▶ _Objective_
Copy out word for word the stretch of the records from the line containing "Please segment every instance of the soffit" through the end of the records, including both ends.

[Segmentation annotation records]
Begin

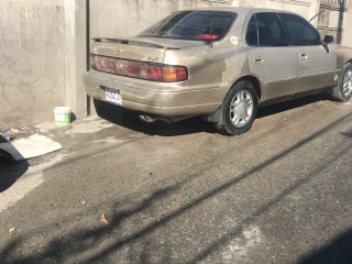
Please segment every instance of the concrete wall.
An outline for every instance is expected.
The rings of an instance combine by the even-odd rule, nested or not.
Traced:
[[[56,106],[86,113],[85,4],[0,1],[0,129],[53,120]]]
[[[342,45],[352,46],[352,1],[345,3],[346,12],[343,15]]]
[[[319,0],[233,0],[234,7],[272,8],[299,13],[307,20],[319,12]],[[314,24],[317,21],[312,21]]]
[[[90,35],[133,36],[176,10],[231,3],[232,0],[90,0]]]

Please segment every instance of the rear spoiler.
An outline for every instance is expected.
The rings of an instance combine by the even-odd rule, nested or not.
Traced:
[[[120,43],[125,45],[136,45],[136,46],[148,46],[155,48],[165,48],[165,50],[180,50],[179,47],[170,47],[162,44],[156,44],[152,42],[142,42],[142,41],[134,41],[129,38],[111,38],[111,37],[94,37],[91,38],[94,42],[105,42],[105,43]]]

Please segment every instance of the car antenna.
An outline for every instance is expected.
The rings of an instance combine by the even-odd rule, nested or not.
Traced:
[[[212,20],[210,21],[210,47],[213,46],[213,40],[212,40]]]
[[[312,18],[309,20],[309,22],[312,21],[315,18],[319,16],[320,14],[322,14],[324,11],[326,11],[326,9],[321,10],[319,13],[317,13],[315,16],[312,16]]]

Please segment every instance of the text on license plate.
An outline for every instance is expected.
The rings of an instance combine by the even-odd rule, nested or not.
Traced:
[[[106,100],[108,102],[112,102],[112,103],[122,106],[122,98],[121,98],[121,95],[118,90],[105,87],[105,92],[106,92]]]

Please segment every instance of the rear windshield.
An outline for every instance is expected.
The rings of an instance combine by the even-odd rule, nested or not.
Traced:
[[[235,18],[235,13],[226,11],[182,11],[163,19],[138,36],[218,41],[228,33]]]

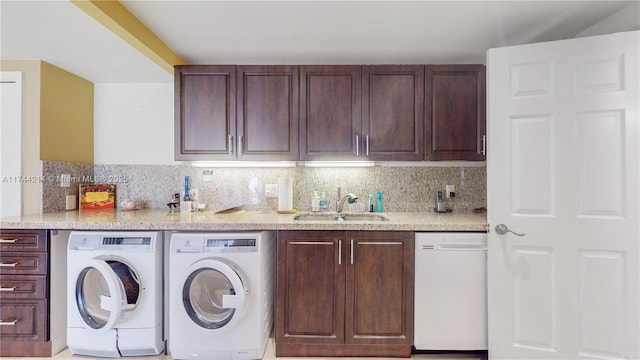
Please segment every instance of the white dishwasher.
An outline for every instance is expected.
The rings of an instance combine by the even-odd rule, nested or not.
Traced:
[[[487,234],[416,233],[416,350],[487,350]]]

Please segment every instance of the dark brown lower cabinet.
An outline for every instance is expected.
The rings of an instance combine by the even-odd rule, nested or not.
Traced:
[[[0,229],[0,358],[50,357],[66,346],[66,241],[55,233]]]
[[[278,232],[276,356],[409,357],[413,239],[413,232]]]

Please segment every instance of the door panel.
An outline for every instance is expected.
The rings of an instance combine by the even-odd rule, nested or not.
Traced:
[[[235,66],[175,69],[176,160],[234,159]]]
[[[347,343],[411,345],[413,233],[348,232],[347,239]]]
[[[639,43],[488,53],[492,359],[640,357]]]
[[[366,159],[424,157],[424,66],[362,69],[362,154]]]
[[[623,114],[620,111],[580,113],[577,127],[579,217],[621,218],[627,198]],[[609,176],[589,176],[598,172]]]
[[[358,156],[361,87],[360,66],[300,66],[300,160]]]
[[[278,233],[277,342],[344,343],[343,235]]]
[[[238,66],[238,159],[298,159],[298,67]]]

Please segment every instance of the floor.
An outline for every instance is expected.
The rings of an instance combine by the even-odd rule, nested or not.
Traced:
[[[268,359],[276,359],[275,356],[275,348],[273,346],[273,339],[270,339],[269,344],[267,345],[267,349],[265,351],[263,360]],[[44,360],[46,358],[12,358],[16,360]],[[72,360],[89,360],[89,359],[100,359],[105,360],[109,358],[94,358],[90,356],[80,356],[73,355],[69,352],[69,349],[65,349],[58,353],[57,355],[51,357],[53,360],[63,360],[63,359],[72,359]],[[278,359],[290,359],[294,360],[295,358],[278,358]],[[302,360],[318,360],[319,358],[301,358]],[[329,358],[330,360],[361,360],[361,359],[371,359],[371,360],[391,360],[391,358]],[[392,358],[393,360],[400,360],[398,358]],[[487,360],[486,354],[470,354],[470,353],[446,353],[446,354],[415,354],[411,357],[411,359],[415,360]],[[158,356],[142,356],[142,357],[127,357],[126,360],[172,360],[170,355],[158,355]]]

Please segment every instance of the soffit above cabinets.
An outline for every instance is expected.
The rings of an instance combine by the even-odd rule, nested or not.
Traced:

End

▶ _Correct response_
Please segment every instance of the soffit above cabinets.
An outline for every instance is expected.
The rings of an instance combine by the even-odd rule, nested or not.
Traced:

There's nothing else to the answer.